→ **Цитируемый текст**:

Гофман
Шрифт:
Эта речь о военном счастье является атрибутом общественно-политической сферы. В «укромной комнате» она звучит слишком громко. Людвигу приходится брать себя в руки, когда он слушает ее. Но как раз именно поэтому не удается преодолеть отчуждение между внутренним и внешним, между искусством и политикой.
Противодействуя этому впечатлению, Гофман соединяет политическую и художественную ангажированность в одной метафоре. Людвиг описывает духоподъемное ощущение взаимодействия искусств такими словами: «В некоем далеком царстве… поэт и музыкант являются самыми близкородственными членами единой церкви». Именно этот образ «единой церкви» использует Фердинанд в своем заключительном монологе, описывая вызванное войной воодушевление; он говорит о «священном устремлении, объединяющем людей в единую церковь».
Отделенные друг от друга сферы искусства и политики в этой метафоре соединяются, аффекты искусства переводятся непосредственно в область политического — скорее это должно называться не соединением, а «эстетизацией политического».
Не политическое счастье войны, а счастье совсем иного рода выходит на первый план в рассказе Гофмана. И это тоже относится к осмыслению Гофманом соотношения между политикой и искусством: в одном эпизоде он показывает, как военная угроза сплачивает людей во имя защиты и выживания, когда отчужденность повседневной буржуазной жизни на мгновение отступает и возникает утопический образ сосуществования.

→ **Выдержки из записей**:
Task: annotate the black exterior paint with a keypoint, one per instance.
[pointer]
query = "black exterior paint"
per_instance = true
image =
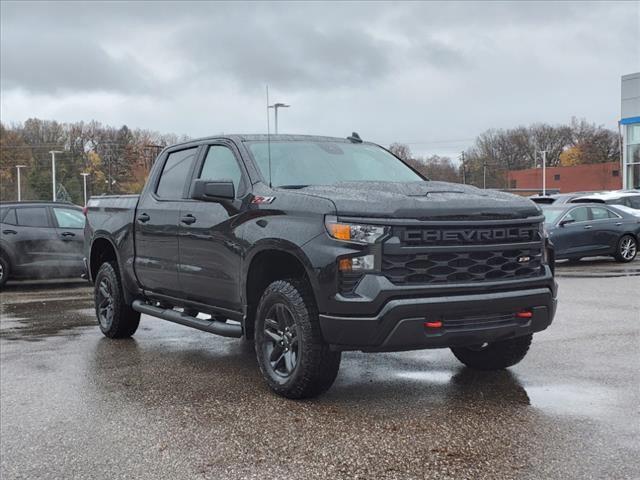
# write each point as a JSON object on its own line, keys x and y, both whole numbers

→ **Инструкции к заданиям**:
1: Перепечатайте фрагмент о Гофмане без изменений, начиная со слов «Не политическое счастье» и далее вплоть до слов «утопический образ сосуществования.».
2: Преобразуйте строки всех записей в нумерованный список, пропустив пустые строки. Изображения в ответ не включайте.

→ **Ответы к упражнению**:
1:
Не политическое счастье войны, а счастье совсем иного рода выходит на первый план в рассказе Гофмана. И это тоже относится к осмыслению Гофманом соотношения между политикой и искусством: в одном эпизоде он показывает, как военная угроза сплачивает людей во имя защиты и выживания, когда отчужденность повседневной буржуазной жизни на мгновение отступает и возникает утопический образ сосуществования.

2:
1. Task: annotate the black exterior paint with a keypoint, one per instance.
2. [pointer]
3. query = "black exterior paint"
4. per_instance = true
5. image =
6. # write each point as a JSON object on its own line, keys x and y, both whole numbers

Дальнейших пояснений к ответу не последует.